YOUR OBJECTIVE:
Would you please output the lines from the one holding "[output] one dot per instance, form <point>232,163</point>." to the end of the entries, exactly and with no others?

AVAILABLE DATA:

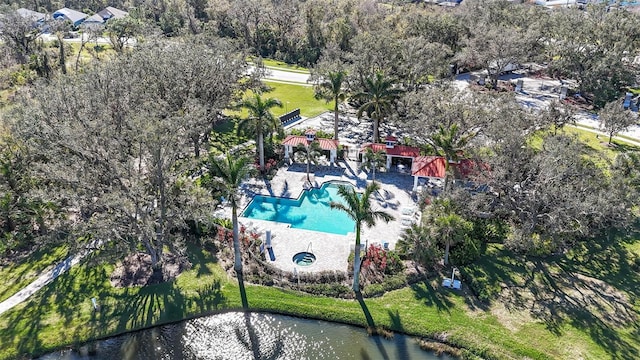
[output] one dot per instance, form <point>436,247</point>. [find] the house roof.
<point>468,167</point>
<point>397,150</point>
<point>429,166</point>
<point>95,18</point>
<point>31,15</point>
<point>112,13</point>
<point>325,144</point>
<point>70,14</point>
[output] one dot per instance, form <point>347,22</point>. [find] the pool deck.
<point>331,250</point>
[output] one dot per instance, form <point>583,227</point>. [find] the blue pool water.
<point>310,211</point>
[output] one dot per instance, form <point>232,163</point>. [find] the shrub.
<point>319,133</point>
<point>330,290</point>
<point>380,260</point>
<point>467,251</point>
<point>389,283</point>
<point>480,284</point>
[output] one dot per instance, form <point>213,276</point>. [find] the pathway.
<point>535,97</point>
<point>44,279</point>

EXERCISE SOLUTION:
[output] one dot per instance, form <point>232,163</point>. [find] the shrub.
<point>319,133</point>
<point>330,290</point>
<point>380,260</point>
<point>467,251</point>
<point>389,283</point>
<point>480,284</point>
[output] one dot per instance, form <point>213,276</point>. [find] the pathway.
<point>535,97</point>
<point>44,279</point>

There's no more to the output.